WHAT IS NEEDED –
Every entry should be returned unchanged, with the pictures omitted.

DATASET ENTRIES –
>>

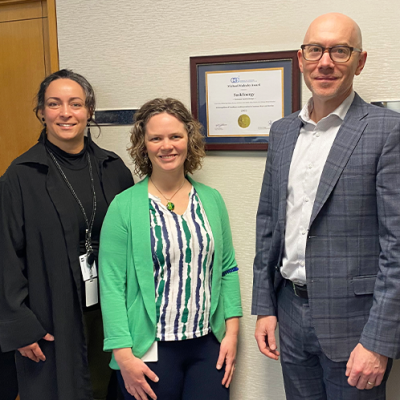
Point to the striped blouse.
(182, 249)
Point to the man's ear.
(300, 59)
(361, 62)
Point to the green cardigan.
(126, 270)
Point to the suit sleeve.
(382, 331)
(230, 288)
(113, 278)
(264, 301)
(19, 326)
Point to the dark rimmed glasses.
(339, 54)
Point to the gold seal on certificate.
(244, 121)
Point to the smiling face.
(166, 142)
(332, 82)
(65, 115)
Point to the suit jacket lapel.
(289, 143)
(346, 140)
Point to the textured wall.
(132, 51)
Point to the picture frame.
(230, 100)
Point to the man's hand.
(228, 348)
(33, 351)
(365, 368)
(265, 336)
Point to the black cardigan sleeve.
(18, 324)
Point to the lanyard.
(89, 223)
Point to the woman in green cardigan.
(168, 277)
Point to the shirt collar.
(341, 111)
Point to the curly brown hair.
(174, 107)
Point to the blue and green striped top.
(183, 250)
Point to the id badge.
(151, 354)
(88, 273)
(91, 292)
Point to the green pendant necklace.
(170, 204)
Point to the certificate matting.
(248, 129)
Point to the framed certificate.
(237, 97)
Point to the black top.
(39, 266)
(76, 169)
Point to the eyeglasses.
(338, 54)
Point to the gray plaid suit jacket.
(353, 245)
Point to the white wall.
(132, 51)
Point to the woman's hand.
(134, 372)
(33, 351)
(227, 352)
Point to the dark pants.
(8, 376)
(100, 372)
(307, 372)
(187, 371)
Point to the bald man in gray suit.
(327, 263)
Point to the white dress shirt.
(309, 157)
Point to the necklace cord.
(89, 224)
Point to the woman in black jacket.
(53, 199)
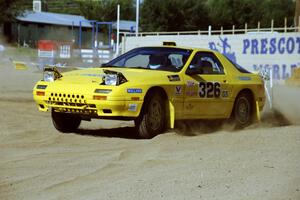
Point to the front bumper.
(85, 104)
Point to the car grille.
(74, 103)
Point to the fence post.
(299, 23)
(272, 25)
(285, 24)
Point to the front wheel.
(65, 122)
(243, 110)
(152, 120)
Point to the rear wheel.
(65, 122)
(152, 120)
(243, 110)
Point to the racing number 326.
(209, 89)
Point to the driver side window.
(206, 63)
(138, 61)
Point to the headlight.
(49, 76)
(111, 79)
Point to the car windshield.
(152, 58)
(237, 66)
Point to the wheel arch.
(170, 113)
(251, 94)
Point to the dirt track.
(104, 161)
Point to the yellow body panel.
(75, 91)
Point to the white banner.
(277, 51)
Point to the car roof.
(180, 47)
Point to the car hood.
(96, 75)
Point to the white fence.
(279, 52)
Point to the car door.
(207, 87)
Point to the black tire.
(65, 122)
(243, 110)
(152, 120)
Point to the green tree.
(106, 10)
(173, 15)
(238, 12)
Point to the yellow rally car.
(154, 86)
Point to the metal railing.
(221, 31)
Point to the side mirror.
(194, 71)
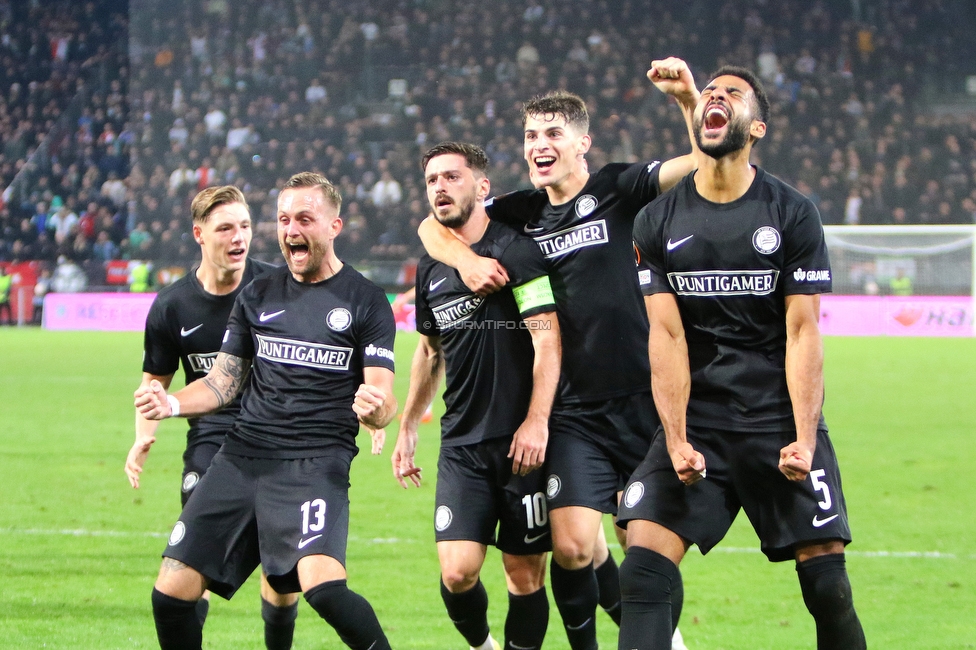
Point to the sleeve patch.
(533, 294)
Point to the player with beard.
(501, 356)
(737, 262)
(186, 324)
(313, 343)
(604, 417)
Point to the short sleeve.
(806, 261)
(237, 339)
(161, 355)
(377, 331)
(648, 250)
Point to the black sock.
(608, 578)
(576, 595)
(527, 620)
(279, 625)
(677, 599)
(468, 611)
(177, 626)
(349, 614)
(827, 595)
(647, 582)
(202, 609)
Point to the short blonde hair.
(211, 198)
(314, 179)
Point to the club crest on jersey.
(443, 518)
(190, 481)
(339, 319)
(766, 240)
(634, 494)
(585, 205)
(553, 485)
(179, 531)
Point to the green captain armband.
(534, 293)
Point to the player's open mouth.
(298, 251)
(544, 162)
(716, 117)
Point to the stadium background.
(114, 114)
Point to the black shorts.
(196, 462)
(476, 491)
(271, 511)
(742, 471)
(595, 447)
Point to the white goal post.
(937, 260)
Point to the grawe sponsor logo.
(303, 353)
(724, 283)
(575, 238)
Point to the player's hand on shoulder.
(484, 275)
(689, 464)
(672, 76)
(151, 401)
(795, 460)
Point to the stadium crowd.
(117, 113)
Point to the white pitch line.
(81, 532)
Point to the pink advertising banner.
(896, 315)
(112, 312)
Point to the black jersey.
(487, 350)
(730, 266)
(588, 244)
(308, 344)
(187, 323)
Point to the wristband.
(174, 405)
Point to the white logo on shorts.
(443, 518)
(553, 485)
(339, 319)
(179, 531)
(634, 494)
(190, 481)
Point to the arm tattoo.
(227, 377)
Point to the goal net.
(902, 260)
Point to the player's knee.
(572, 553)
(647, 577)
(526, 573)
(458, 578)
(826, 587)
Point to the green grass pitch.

<<

EXPECTED ANSWER –
Point to the striped blouse.
(182, 249)
Point to the man's ear.
(300, 59)
(361, 62)
Point to the green cardigan.
(126, 270)
Point to the suit sleeve.
(382, 331)
(230, 288)
(113, 278)
(264, 301)
(19, 326)
Point to the dark rimmed glasses.
(339, 54)
Point to the gold seal on certificate.
(244, 121)
Point to the smiling face.
(166, 142)
(332, 82)
(65, 115)
Point to the suit jacket lapel.
(289, 143)
(346, 140)
Point to the textured wall.
(132, 51)
Point to the picture frame.
(230, 100)
Point to the man's hand.
(228, 348)
(33, 351)
(365, 368)
(265, 336)
Point to the black cardigan sleeve.
(18, 324)
Point to the lanyard.
(89, 223)
Point to the woman in green cardigan.
(168, 277)
Point to the shirt collar.
(341, 111)
Point to the curly brown hair.
(174, 107)
Point to the blue and green striped top.
(183, 250)
Point to the id badge.
(151, 354)
(88, 273)
(91, 292)
Point to the green pendant necklace.
(170, 204)
Point to the certificate matting.
(248, 129)
Point to the framed certificate.
(237, 97)
Point to the black top.
(39, 266)
(76, 169)
Point to the eyeglasses.
(338, 54)
Point to the gray plaid suit jacket.
(353, 245)
Point to the white wall.
(132, 51)
Point to the woman's hand.
(134, 372)
(33, 351)
(227, 352)
Point to the dark pants.
(8, 376)
(100, 372)
(307, 372)
(187, 371)
Point to the bald man in gray suit.
(327, 263)
Point to the white dress shirt.
(309, 157)
Point to the necklace cord.
(89, 224)
Point to the woman in black jacket.
(53, 199)
Point to the front bumper.
(85, 104)
Point to the car grille.
(74, 103)
Point to the fence post.
(299, 23)
(272, 25)
(285, 24)
Point to the front wheel.
(65, 122)
(243, 110)
(152, 120)
Point to the rear wheel.
(65, 122)
(152, 120)
(243, 110)
Point to the racing number 326.
(209, 89)
Point to the driver side window.
(206, 63)
(138, 61)
Point to the headlight.
(49, 76)
(111, 79)
Point to the car windshield.
(152, 58)
(237, 66)
Point to the wheel arch.
(170, 113)
(251, 94)
Point to the dirt track.
(104, 161)
Point to the yellow body panel.
(75, 91)
Point to the white banner.
(277, 51)
Point to the car roof.
(180, 47)
Point to the car hood.
(96, 75)
Point to the white fence.
(279, 52)
Point to the car door.
(207, 87)
Point to the black tire.
(65, 122)
(243, 110)
(152, 120)
Point to the green tree.
(106, 10)
(173, 15)
(238, 12)
Point to the yellow rally car.
(154, 86)
Point to the metal railing.
(221, 31)
Point to the side mirror.
(194, 71)
Point to the sleeve patch.
(533, 294)
Point to the player with beard.
(501, 356)
(737, 262)
(186, 324)
(313, 343)
(604, 417)
Point to the short sleeve.
(806, 261)
(237, 339)
(161, 355)
(377, 331)
(648, 250)
Point to the black sock.
(608, 578)
(576, 595)
(527, 620)
(279, 625)
(677, 599)
(468, 611)
(177, 626)
(349, 614)
(827, 595)
(647, 582)
(202, 609)
Point to the short blonde hair.
(211, 198)
(314, 179)
Point to the club crest on jersey.
(443, 518)
(190, 481)
(339, 319)
(766, 240)
(634, 494)
(585, 205)
(553, 485)
(179, 531)
Point to the green captain armband.
(534, 293)
Point to the player's open mouth.
(298, 251)
(544, 162)
(716, 117)
Point to the stadium background.
(114, 114)
Point to the black shorts.
(196, 462)
(476, 491)
(271, 511)
(742, 471)
(595, 447)
Point to the white goal post.
(937, 260)
Point to the grawe sponsor logo.
(303, 353)
(724, 283)
(575, 238)
Point to the player's hand on shoulder.
(484, 275)
(689, 464)
(672, 76)
(151, 401)
(795, 460)
Point to the stadium crowd.
(117, 113)
Point to the white pitch line.
(81, 532)
Point to the pink advertising banner.
(896, 315)
(112, 312)
Point to the black jersey.
(487, 350)
(730, 266)
(588, 244)
(308, 344)
(187, 323)
Point to the wristband.
(174, 405)
Point to the white logo on shorts.
(443, 518)
(553, 485)
(339, 319)
(179, 531)
(634, 494)
(190, 481)
Point to the arm tattoo.
(227, 377)
Point to the goal net.
(902, 260)
Point to the player's knee.
(572, 553)
(647, 577)
(526, 573)
(458, 578)
(826, 587)
Point to the green grass pitch.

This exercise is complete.